Objectif 1: Relevez tous les thèmes que la critique cite comme source de la profondeur insoupçonnée d'Affamés.
Objectif 2: Extrayez de la critique, s'il vous plaît, le passage qui commence aux mots « Affamés ? Fallait » et s'arrête après « dans les montagnes. ».

Extrait du texte:
• • •
En face de nous, se déroule une quête d'identité un peu terne dans des décors enneigés qui coupent nos persos du monde. C’est joli, ça pourrait même être une bonne idée, mais le tout mène à certaines situations invraisemblables, avec des décisions prises uniquement pour faire avancer l'histoire. Les scènes angoissantes sont perdues dans un mélange insipide, entre des scènes d'exposition dont on se fout et des développements inspirés... à l'occasion. Le tout agrémenté de jump scares, une technique maintenant utilisée à outrance qui certes va faire son petit effet à coup sûr, mais devient tellement convenue. Surprise cependant, la caméra au poing de Next of Kin accouche parfois de séquences absurdement bien filmées. Quand on n’atteint pas la limite du genre, avec des personnages qui gardent leur caméra allumée lors de moments peu opportuns et/ou alors qu’ils n'ont aucun intérêt à le faire dans l’instant. C’est parfois bien justifié (je pense au Diary of the Dead de Romero), pas là.
On n’aura pas vraiment de gros démon à se mettre sous la dent, pourtant le dernier acte est plutôt efficace. Sauf qu’il est trop court pour être salutaire. Reste donc un film d'épouvante affreusement… banal.
Affamés ? Fallait manger
J’ai aussi retrouvé mes notes sur un film… sans avoir noté ni le titre ni la date de visionnage. Bon j’ai cherché un peu, pas longtemps, j’ai compris, et j’ai remis mes souvenirs en place sur Affamés. Alors que je m'attendais à un petit truc d'horreur vite oubliable, comme il en sort des dizaines par année, j'ai été choqué. Choqué par des scènes gore, dérangeantes et snglantes, mais superbement mises en scène, par ce décor de petite ville rurale post-industrielle, rouillée, pluvieuse, abandonnée, nichée dans les montagnes.
Surpris surtout par une profondeur insoupçonnée. Traumatismes d'enfance et d'adulte, pauvreté, difficultés à vivre au quotidien, abus, relations familiales toxiques (ou non)... L'écriture des personnages est on ne peut plus juste et fascinante, permettant de donner une autre dimension, bien au-delà de la simple mythologie du film "de monstres".
• • •
[Entrées de données]
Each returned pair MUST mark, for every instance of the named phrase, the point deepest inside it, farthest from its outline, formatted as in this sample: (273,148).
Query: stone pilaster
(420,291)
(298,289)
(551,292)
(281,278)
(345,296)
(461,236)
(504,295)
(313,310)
• • •
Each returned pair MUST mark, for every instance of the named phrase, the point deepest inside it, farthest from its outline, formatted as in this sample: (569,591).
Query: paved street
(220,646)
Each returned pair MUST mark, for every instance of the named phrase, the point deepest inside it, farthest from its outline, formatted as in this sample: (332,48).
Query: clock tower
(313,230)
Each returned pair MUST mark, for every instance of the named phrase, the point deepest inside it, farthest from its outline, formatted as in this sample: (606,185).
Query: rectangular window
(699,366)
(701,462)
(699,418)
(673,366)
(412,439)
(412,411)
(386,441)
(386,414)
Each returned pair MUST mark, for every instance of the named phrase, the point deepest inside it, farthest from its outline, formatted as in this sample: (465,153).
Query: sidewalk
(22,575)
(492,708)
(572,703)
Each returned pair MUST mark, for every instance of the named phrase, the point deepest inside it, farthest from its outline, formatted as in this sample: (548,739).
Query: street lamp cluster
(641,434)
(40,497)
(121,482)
• • •
Corrigé 1: Traumatismes d'enfance et d'adulte, pauvreté, difficultés à vivre au quotidien, abus, relations familiales toxiques (ou non)

Corrigé 2:
Affamés ? Fallait manger
J’ai aussi retrouvé mes notes sur un film… sans avoir noté ni le titre ni la date de visionnage. Bon j’ai cherché un peu, pas longtemps, j’ai compris, et j’ai remis mes souvenirs en place sur Affamés. Alors que je m'attendais à un petit truc d'horreur vite oubliable, comme il en sort des dizaines par année, j'ai été choqué. Choqué par des scènes gore, dérangeantes et snglantes, mais superbement mises en scène, par ce décor de petite ville rurale post-industrielle, rouillée, pluvieuse, abandonnée, nichée dans les montagnes.